Set problem =>
Copy out the stretch of items below, from the line containing "on the trophy" through the end of the items, keeping each line word for word.

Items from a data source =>
****

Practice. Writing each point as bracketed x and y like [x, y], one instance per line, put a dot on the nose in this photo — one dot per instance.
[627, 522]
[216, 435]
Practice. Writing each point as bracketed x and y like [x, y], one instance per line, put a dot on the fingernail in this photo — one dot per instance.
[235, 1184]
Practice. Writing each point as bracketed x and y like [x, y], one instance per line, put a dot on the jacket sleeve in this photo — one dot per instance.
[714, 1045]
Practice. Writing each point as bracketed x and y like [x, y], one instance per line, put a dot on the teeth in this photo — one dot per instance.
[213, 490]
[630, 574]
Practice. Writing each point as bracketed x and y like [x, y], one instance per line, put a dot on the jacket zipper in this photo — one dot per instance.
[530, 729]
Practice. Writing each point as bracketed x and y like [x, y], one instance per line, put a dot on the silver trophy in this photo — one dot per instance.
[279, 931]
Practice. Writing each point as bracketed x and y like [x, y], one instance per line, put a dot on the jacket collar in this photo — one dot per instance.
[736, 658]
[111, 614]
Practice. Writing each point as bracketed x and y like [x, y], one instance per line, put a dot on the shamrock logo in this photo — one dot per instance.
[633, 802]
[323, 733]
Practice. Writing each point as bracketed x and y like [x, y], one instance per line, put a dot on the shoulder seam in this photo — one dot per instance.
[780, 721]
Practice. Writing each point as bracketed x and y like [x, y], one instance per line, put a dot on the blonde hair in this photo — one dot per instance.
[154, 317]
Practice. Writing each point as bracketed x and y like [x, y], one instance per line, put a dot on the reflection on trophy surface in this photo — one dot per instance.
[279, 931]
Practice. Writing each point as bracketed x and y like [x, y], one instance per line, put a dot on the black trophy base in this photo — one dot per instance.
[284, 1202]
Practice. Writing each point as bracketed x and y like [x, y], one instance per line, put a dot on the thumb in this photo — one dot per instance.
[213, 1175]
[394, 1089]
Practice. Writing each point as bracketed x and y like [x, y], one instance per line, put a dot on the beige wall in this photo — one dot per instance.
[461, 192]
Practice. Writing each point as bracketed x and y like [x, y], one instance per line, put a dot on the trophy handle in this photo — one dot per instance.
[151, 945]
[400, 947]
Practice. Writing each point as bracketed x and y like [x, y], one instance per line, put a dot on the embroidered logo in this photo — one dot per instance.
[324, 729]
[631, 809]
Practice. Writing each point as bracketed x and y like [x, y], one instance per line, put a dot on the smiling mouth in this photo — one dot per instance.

****

Response for this exercise =>
Practice. Writing each point as bracketed x and y like [x, y], one instance per line, put a dot on the trophy handle in this photo — one dot per instance.
[151, 945]
[400, 947]
Practice. Writing each point as bracketed x and y like [x, y], one instance per line, put a dot on the embroidered logo in this photo — one dot per instance.
[324, 729]
[631, 809]
Practice. Writing each point as bracketed x and y like [x, y], one instance per line, put a dot on the smiling mouth in this photo — one dot per instance.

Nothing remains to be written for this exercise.